Exercise description: Please rewrite the data below, swapping "put a point on" for "mark" and leaving everything else unchanged. Leave the pictures out of your answer.

Information supplied:
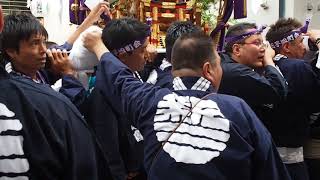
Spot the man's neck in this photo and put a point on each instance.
(32, 73)
(186, 72)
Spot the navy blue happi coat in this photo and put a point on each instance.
(220, 139)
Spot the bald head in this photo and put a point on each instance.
(191, 51)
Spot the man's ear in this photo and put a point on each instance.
(123, 57)
(286, 47)
(236, 49)
(208, 72)
(11, 52)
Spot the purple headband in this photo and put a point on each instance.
(132, 46)
(245, 35)
(290, 36)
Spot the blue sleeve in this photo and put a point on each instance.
(73, 89)
(267, 163)
(126, 93)
(101, 118)
(255, 89)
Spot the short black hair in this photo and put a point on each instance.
(123, 31)
(192, 50)
(175, 30)
(281, 27)
(19, 27)
(237, 30)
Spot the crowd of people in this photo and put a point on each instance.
(249, 112)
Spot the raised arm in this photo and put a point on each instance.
(94, 15)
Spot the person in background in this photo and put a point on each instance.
(121, 141)
(290, 124)
(249, 71)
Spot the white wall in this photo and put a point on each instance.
(260, 16)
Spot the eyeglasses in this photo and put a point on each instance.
(259, 44)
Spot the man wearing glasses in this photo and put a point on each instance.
(290, 124)
(249, 71)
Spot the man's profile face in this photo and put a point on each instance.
(31, 56)
(296, 48)
(136, 60)
(251, 51)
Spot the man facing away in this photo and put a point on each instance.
(190, 132)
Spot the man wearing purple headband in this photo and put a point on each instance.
(249, 71)
(122, 143)
(290, 124)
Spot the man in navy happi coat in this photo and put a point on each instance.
(190, 133)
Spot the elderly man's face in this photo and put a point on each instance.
(252, 51)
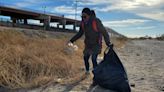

Solved exercise:
Spot the man's neck in this photo and mark each instance.
(32, 73)
(186, 72)
Spot the navy blue happi coat in this photo and mark each instance.
(220, 139)
Spot the bald head in this photo and mark each instance.
(191, 51)
Spot the man's ear in this photo and mark each instance.
(123, 57)
(286, 47)
(236, 49)
(208, 72)
(11, 52)
Spot the purple headband in this photo and mark each instance.
(132, 46)
(245, 35)
(290, 36)
Spot the blue sleeve in this photo and mark each instance.
(73, 89)
(267, 163)
(126, 93)
(101, 118)
(255, 89)
Spot the short black hair in this photo and mark each instance.
(123, 31)
(192, 50)
(175, 30)
(281, 27)
(19, 27)
(237, 30)
Spot the crowd of people in this photo and mark each instance.
(249, 112)
Spot the raised arm in this photo and mark each instance.
(94, 15)
Spot the person in background in this photo and mark each instance.
(121, 141)
(290, 124)
(249, 71)
Spot the white wall in this photo and mark each instance.
(260, 16)
Spot the eyeglasses in this photo and mark each instance.
(259, 44)
Spot the man wearing glasses in this photo and mark each instance.
(290, 124)
(249, 71)
Spot the man's profile face in this photo and mark each instance.
(31, 56)
(296, 48)
(136, 60)
(251, 51)
Spot the man facing away in this photo and mark each instance.
(190, 132)
Spot the man wearing purple headband in this photo and mark each instance.
(249, 71)
(122, 143)
(290, 124)
Spot the man in navy happi coat in this photo and mark each instance.
(190, 133)
Spot the elderly man's face in this photo and mark each instance.
(252, 51)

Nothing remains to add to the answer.